# So... what's next on your agenda prepping/survival wise?



## Salt-N-Pepper (Aug 18, 2014)

So what are, specifically, your 2015 prepping projects/goals

We have several projects going on, here's what's up with us... 

We are concentrating our efforts this year on permaculture in both locations (the home and the retreat), including planting more trees and perennial food producers, setting up our rainwater collection systems. We will be putting in a "composting toilet) in some type of a structure to get us by until we come up with a more permanent solution, and we will hopefully be saving up money to buy/pay for the barn. 

On a smaller scale, we are working on doing "meals in a jar" and "meals in a mylar bag", working on improving our skills at cutting wood & construction/building. We will be stocking the pond with bass later in the year after we are sure the feeder fish community can support them, and we may be addressing some issues with "the old pond" including removing cattails (and turning them into flower). 

I also plan on getting my HAM license finished up, buying and learning how to cook in a solar oven and solar dehydrating.

SO... spill the beans, what are you guys working on this year?


----------



## Camel923 (Aug 13, 2014)

Doing my homework for rain water collection and solar/wind energy. So as funds are available we will be ready to proceed. Also working on long term food storage.


----------



## Maine-Marine (Mar 7, 2014)

A better garden system. Raised Beds


----------



## 8301 (Nov 29, 2014)

Getting a HAM license and enlarging solar setup.


----------



## Makwa (Dec 19, 2014)

Some similar things............... an all season green house will be the big project, but also additions to our garden in the way of some new elevated boxes and planting a row of saskatoon bushes.

Also want to get a new generator and put the power line to the house in ground. Some additional livestock fencing to increase our rotational grazing options.

Do more fishing.


----------



## Salt-N-Pepper (Aug 18, 2014)

Maine-Marine said:


> A better garden system. Raised Beds


Please be sure to share your progress/thoughts/opinions on how this is working for you... we do most of our gardening in raised beds...


----------



## Salt-N-Pepper (Aug 18, 2014)

▬▬▬▬▬▬▬▬▬▬

WRITTEN PROBLEM 1:
In the prepping thread, what does Makwa name as the big project?
WRITTEN PROBLEM 2:
Carry on the prepping thread from its last line.

▬▬▬▬▬▬▬▬▬▬

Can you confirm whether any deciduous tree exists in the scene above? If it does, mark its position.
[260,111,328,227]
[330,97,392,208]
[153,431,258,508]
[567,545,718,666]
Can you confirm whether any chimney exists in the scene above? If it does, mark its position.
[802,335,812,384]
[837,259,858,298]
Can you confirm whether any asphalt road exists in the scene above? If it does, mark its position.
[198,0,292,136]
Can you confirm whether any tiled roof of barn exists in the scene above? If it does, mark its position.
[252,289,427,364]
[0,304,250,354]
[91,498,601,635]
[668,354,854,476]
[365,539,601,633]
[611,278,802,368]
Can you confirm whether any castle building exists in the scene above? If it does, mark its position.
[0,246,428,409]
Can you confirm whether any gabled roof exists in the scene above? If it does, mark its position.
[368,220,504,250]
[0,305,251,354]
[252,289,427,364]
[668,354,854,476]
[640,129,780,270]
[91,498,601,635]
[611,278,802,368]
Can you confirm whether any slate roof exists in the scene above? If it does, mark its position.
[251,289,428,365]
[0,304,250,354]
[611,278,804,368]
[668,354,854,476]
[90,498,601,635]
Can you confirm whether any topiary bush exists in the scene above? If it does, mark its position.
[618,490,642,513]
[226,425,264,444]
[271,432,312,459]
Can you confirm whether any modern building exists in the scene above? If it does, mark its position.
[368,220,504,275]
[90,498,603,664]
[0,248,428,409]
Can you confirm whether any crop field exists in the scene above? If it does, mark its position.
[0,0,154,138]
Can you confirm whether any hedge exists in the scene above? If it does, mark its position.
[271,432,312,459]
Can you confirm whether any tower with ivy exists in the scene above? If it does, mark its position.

▬▬▬▬▬▬▬▬▬▬

TASK ANSWER 1:
An all-season greenhouse.

TASK ANSWER 2:
Makwa said:


> Some similar things............... an all season green house will be the big project,


Opps! I forgot the greenhouse! Going to try a temporary one this year, see how it goes.


----------



## Michael_Js (Dec 4, 2013)

Moving from this large city to somewhere smaller, in another state - with new jobs!!
Also practicing for the Technician's HAM license


----------



## RNprepper (Apr 5, 2014)

1) Getting a ham license and 2) getting the methane generator going. The methane can easily supply enough cooking fuel for our needs, but I want to see if I can get enough to power a generator for deep cycle battery charging or running a small heater.


----------



## Sasquatch (Dec 12, 2014)

Gas cans and looking into HAM radio.


----------



## just mike (Jun 25, 2014)

Working on raised bed gardening also, already have tomato , peppers and herbs started in the house for transplant.


----------



## warrior4 (Oct 16, 2013)

Trying to save up enough to get out of the apartment and into a house.


----------



## Prepared One (Nov 5, 2014)

Going to start looking at property outside the city so we have a BOL. Probabably raw land for now. Learn how to fish. Which should be easy enough here in the Gulf coast region of Texas.


----------



## Tennessee (Feb 1, 2014)

Raised bed and being able to cook family size meals long term with portable wood stoves.


----------



## Salt-N-Pepper (Aug 18, 2014)

Sasquatch said:


> Gas cans...


We are doing the "one full 5 gallon gas can a month" thing, marking each can by the month they were bought. We are buying GOOD metal, sealable cans (no oxygen exchange) and next year we will start using them and refilling them, that way the gas is never more than 12 months old and we have 60 gallons on hand.


----------



## Sasquatch (Dec 12, 2014)

Salt-N-Pepper said:


> We are doing the "one full 5 gallon gas can a month" thing, marking each can by the month they were bought. We are buying GOOD metal, sealable cans (no oxygen exchange) and next year we will start using them and refilling them, that way the gas is never more than 12 months old and we have 60 gallons on hand.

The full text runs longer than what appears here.